■ AIM OF THE TASK ■
After reading the records, print them all again exactly as they stand.

■ ENTRIES PROVIDED ■
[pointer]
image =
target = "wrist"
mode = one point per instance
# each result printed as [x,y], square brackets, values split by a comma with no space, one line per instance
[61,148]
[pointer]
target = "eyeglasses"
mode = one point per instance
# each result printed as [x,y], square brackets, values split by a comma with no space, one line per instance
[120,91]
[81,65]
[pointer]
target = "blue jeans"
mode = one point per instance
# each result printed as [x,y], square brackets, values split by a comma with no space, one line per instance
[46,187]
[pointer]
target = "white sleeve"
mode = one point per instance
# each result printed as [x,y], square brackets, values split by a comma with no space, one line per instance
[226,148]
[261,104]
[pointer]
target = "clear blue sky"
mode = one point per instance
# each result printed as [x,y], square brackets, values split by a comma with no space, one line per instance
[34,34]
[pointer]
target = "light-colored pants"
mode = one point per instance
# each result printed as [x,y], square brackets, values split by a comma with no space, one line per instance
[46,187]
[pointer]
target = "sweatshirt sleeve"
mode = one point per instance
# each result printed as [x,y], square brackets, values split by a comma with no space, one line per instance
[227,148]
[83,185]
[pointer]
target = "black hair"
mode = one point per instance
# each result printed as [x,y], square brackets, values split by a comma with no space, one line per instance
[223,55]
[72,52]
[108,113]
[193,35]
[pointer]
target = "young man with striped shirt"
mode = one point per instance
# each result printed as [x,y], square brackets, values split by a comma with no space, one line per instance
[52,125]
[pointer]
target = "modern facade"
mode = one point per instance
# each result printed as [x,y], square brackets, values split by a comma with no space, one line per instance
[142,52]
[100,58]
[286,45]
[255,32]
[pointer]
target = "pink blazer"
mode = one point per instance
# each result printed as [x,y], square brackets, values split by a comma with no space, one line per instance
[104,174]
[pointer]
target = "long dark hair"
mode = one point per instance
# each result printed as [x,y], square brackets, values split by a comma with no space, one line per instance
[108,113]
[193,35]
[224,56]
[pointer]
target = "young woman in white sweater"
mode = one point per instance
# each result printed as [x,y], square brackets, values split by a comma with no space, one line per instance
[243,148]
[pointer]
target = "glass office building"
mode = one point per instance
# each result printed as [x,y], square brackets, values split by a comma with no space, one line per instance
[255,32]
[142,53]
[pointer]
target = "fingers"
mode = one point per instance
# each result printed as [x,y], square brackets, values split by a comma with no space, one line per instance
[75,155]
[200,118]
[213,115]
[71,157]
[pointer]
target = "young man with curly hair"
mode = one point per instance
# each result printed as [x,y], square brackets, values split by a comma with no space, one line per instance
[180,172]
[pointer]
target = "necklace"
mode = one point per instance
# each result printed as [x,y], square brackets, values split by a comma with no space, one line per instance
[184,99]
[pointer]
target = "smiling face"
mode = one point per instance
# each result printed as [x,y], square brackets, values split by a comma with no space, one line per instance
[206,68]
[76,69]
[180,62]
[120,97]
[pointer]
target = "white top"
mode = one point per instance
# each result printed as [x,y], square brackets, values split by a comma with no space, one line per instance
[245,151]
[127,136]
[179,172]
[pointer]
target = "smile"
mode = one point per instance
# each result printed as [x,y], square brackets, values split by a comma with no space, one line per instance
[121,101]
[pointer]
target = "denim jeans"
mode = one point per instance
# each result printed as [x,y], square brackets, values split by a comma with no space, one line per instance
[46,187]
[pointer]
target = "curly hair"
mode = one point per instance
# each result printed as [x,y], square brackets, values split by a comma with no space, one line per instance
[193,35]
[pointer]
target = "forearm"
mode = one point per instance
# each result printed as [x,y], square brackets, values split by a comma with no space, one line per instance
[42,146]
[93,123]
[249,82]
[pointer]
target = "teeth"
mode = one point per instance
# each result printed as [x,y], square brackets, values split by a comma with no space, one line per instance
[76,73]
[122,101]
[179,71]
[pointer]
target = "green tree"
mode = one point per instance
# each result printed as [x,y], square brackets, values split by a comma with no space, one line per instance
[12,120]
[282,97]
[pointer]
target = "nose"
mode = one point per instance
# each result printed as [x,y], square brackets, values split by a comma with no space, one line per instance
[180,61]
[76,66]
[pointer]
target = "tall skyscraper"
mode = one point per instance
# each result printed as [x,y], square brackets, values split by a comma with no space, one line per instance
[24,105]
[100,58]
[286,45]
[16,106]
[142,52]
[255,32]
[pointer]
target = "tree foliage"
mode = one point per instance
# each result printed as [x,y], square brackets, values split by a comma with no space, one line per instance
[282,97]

■ WRITTEN RESPONSE ■
[pointer]
image =
target = "wrist"
mode = one point per instance
# each result printed as [x,y], square brackets, values split by a comma with no space, one line per instance
[61,148]
[pointer]
target = "eyeglasses"
mode = one point per instance
# each result printed as [x,y], square brackets, values split by a comma with no space, one line per instance
[120,91]
[81,65]
[pointer]
target = "blue jeans"
mode = one point per instance
# each result printed as [x,y], square brackets, values split by a comma with no space, one line per instance
[46,187]
[pointer]
target = "white sleeve"
mode = one point per instance
# each result printed as [x,y], square brackets, values split by a comma with no space, one line per instance
[226,148]
[261,104]
[pointer]
target = "clear blue sky"
mode = one point per instance
# each result printed as [x,y], square brackets, values split by a comma with no space, one line per instance
[34,34]
[pointer]
target = "light-colored pants"
mode = one point per instance
# each result printed as [x,y], square brackets, values split by a comma with no space, one line per instance
[46,187]
[pointer]
target = "sweatshirt sleeve"
mode = one point per instance
# each result printed as [x,y], square brackets, values split by a comma with no space, one line per instance
[227,148]
[83,185]
[pointer]
target = "black hair"
mode = one point per instance
# each result printed as [x,y], square brackets, values split by a comma with no space, one line per instance
[223,55]
[72,52]
[108,113]
[193,35]
[pointer]
target = "young man with striped shirt"
mode = one point per instance
# each result printed as [x,y], square brackets, values split by a comma with no space, one line per instance
[52,125]
[pointer]
target = "modern facade"
mode = one point per instance
# each result printed as [x,y], square brackets, values split by a comma with no space, one line per instance
[142,52]
[100,58]
[286,45]
[255,32]
[pointer]
target = "pink blazer"
mode = one point per instance
# each result printed as [x,y], square brackets, values split by a comma with no space, one line per instance
[104,174]
[pointer]
target = "long dark hair"
mode = one point per instance
# each result printed as [x,y], square brackets, values split by a comma with no space, one line per instance
[108,113]
[193,35]
[224,56]
[pointer]
target = "young woman in white sweater"
mode = one point per instance
# each result printed as [x,y], square brackets, values split by a comma with no space, one line per instance
[243,148]
[pointer]
target = "glass office building"
mode = one point per instance
# each result printed as [x,y], square brackets, values split by a comma with no space, one line per instance
[255,32]
[142,53]
[pointer]
target = "fingers"
mode = one point per instance
# each result printed as [x,y], square brackets, values split by a comma with no space, one line per instance
[75,155]
[200,118]
[213,115]
[71,157]
[pointer]
target = "young man with curly hair"
mode = one point per instance
# each result printed as [x,y], square brackets, values split by a comma with no space, one line per instance
[180,172]
[pointer]
target = "necklace"
mode = one point per instance
# each result printed as [x,y], square brackets, values split by a comma with no space, one line per instance
[184,99]
[pointer]
target = "smiling face"
mode = one point per instance
# each result printed as [x,y], square brackets, values split by a comma with no space, one line per instance
[206,68]
[76,69]
[180,62]
[120,97]
[pointer]
target = "white top"
mode = one point per instance
# each result printed as [x,y], square brackets, values split by a comma with no space, one line per instance
[245,151]
[127,136]
[179,172]
[pointer]
target = "smile"
mode = one point per instance
# each result printed as [x,y], square brackets, values split by a comma with no space, one line per instance
[121,101]
[pointer]
target = "denim jeans"
mode = one point per instance
# each result printed as [x,y], square brackets, values split by a comma with no space, one line per instance
[46,187]
[pointer]
target = "curly hair"
mode = one point per instance
# each result printed as [x,y], square brackets, values split by a comma with no space, one line per instance
[193,35]
[pointer]
target = "forearm"
mode = one point per instance
# each result printed as [x,y], square brackets, values split by a comma with no space, one line per instance
[42,146]
[93,123]
[249,82]
[pointer]
target = "teeth"
mode = one point per instance
# each result printed as [x,y], square brackets, values split by a comma with no space, one line per instance
[76,73]
[122,101]
[179,71]
[pointer]
target = "green tree"
mode = one point per instance
# each result printed as [x,y], square brackets, values split by a comma with no space, one line per instance
[12,120]
[282,97]
[pointer]
target = "nose"
mode = one point per instance
# each result printed as [x,y], square brackets, values split by a comma with no space, one line per instance
[180,61]
[76,66]
[pointer]
target = "tall skyscraper"
mode = one point per instance
# each result printed as [x,y], square brackets, values split by a comma with no space, one line per instance
[24,105]
[100,58]
[286,45]
[16,106]
[142,52]
[255,32]
[pointer]
target = "tree foliage"
mode = one point per instance
# each result printed as [x,y], square brackets, values split by a comma with no space, one line per instance
[282,97]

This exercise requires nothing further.